**Given problem:** Convert the material below into a Markdown table with two columns, No. and Line. Give each non-blank line its own row with its number, and leave out blank lines.

# # #

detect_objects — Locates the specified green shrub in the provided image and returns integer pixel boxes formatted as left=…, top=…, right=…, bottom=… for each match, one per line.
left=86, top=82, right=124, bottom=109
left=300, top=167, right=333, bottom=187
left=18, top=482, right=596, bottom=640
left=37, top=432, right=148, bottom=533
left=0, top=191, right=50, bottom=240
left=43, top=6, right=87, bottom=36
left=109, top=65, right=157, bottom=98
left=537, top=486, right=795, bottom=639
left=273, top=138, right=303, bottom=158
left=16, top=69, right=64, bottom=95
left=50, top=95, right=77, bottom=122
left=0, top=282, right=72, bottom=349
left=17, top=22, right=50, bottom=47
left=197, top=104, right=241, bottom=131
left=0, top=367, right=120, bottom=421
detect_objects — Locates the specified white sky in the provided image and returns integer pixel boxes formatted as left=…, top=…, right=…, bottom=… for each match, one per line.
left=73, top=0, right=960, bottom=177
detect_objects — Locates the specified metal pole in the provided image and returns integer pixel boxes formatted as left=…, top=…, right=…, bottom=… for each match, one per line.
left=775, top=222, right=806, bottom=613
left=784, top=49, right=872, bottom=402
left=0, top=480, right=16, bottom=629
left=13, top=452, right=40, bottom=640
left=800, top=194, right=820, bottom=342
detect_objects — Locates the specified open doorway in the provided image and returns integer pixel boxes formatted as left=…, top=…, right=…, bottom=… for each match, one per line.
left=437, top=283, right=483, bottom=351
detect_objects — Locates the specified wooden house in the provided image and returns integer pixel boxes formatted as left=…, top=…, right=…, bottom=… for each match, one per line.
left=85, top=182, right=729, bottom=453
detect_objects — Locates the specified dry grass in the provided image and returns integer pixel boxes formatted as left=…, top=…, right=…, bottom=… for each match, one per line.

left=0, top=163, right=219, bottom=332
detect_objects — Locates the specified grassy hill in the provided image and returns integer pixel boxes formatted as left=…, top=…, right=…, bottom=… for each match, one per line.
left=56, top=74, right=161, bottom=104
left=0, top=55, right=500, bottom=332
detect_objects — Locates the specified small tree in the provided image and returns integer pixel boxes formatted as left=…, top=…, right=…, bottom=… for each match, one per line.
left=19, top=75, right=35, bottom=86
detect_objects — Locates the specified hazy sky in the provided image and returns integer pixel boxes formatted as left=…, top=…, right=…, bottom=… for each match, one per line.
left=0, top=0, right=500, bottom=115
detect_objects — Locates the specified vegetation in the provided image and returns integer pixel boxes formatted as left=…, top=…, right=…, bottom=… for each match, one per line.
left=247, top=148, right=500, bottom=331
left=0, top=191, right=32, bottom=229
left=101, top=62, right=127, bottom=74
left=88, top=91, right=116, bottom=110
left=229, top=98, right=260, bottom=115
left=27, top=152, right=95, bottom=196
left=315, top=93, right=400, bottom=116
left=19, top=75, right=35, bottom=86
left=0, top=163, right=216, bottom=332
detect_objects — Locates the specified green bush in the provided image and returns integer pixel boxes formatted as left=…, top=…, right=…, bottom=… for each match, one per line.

# # #

**Solution to this task:**
| No. | Line |
|---|---|
| 1 | detect_objects — Locates the specified green shrub in the provided image and returns integer pixel boxes formatted as left=…, top=…, right=…, bottom=… for each match, one per line. |
| 2 | left=86, top=82, right=124, bottom=109 |
| 3 | left=300, top=167, right=333, bottom=187 |
| 4 | left=18, top=482, right=596, bottom=640 |
| 5 | left=37, top=432, right=148, bottom=533 |
| 6 | left=0, top=191, right=50, bottom=240 |
| 7 | left=43, top=6, right=87, bottom=36 |
| 8 | left=109, top=65, right=157, bottom=98 |
| 9 | left=537, top=486, right=795, bottom=639 |
| 10 | left=273, top=138, right=303, bottom=158 |
| 11 | left=16, top=69, right=64, bottom=95 |
| 12 | left=50, top=95, right=77, bottom=122 |
| 13 | left=0, top=282, right=72, bottom=349 |
| 14 | left=17, top=22, right=50, bottom=47 |
| 15 | left=197, top=104, right=241, bottom=131 |
| 16 | left=0, top=367, right=120, bottom=421 |
| 17 | detect_objects — Locates the specified white sky in the provided image and returns integer pixel boxes formatted as left=…, top=…, right=…, bottom=… for each match, one per line. |
| 18 | left=73, top=0, right=960, bottom=177 |
| 19 | detect_objects — Locates the specified metal pole in the provided image and returns integer pixel boxes formatted as left=…, top=…, right=…, bottom=… for each match, one per line. |
| 20 | left=775, top=222, right=806, bottom=613 |
| 21 | left=784, top=49, right=872, bottom=402 |
| 22 | left=0, top=480, right=16, bottom=629 |
| 23 | left=13, top=452, right=40, bottom=640 |
| 24 | left=800, top=194, right=820, bottom=342 |
| 25 | detect_objects — Locates the specified open doorway in the provided image and returns integer pixel boxes formatted as left=…, top=…, right=…, bottom=… for each match, one per line. |
| 26 | left=437, top=283, right=483, bottom=351 |
| 27 | detect_objects — Locates the specified wooden house in the provided image and returns integer pixel boxes formatted as left=…, top=…, right=…, bottom=… for each match, one per line. |
| 28 | left=85, top=182, right=729, bottom=453 |
| 29 | detect_objects — Locates the specified dry grass in the provided image and returns integer pixel boxes formatted as left=…, top=…, right=…, bottom=… for each match, one per line. |
| 30 | left=0, top=163, right=219, bottom=332 |
| 31 | detect_objects — Locates the specified grassy hill in the provided image and returns integer pixel boxes formatted as left=…, top=…, right=…, bottom=… for each match, one per line. |
| 32 | left=56, top=74, right=161, bottom=104 |
| 33 | left=0, top=55, right=500, bottom=332 |
| 34 | detect_objects — Locates the specified small tree in the provided image and returns integer pixel boxes formatted as left=…, top=…, right=…, bottom=… for each match, one per line. |
| 35 | left=19, top=75, right=35, bottom=86 |
| 36 | detect_objects — Locates the specified hazy sky in the provided image and returns integer pixel boxes formatted as left=…, top=…, right=…, bottom=… for each match, one per line. |
| 37 | left=0, top=0, right=500, bottom=115 |
| 38 | detect_objects — Locates the specified vegetation in the provided image and returns integer pixel boxes formatted as left=…, top=…, right=…, bottom=… for each match, one per line. |
| 39 | left=247, top=148, right=500, bottom=331 |
| 40 | left=0, top=191, right=32, bottom=229 |
| 41 | left=101, top=62, right=127, bottom=74 |
| 42 | left=88, top=91, right=116, bottom=110 |
| 43 | left=229, top=98, right=260, bottom=115 |
| 44 | left=27, top=152, right=95, bottom=196 |
| 45 | left=315, top=93, right=400, bottom=116 |
| 46 | left=19, top=75, right=35, bottom=86 |
| 47 | left=0, top=163, right=216, bottom=332 |
| 48 | detect_objects — Locates the specified green bush in the provided image and returns integer pixel boxes formatted as left=…, top=…, right=…, bottom=… for each match, one per line. |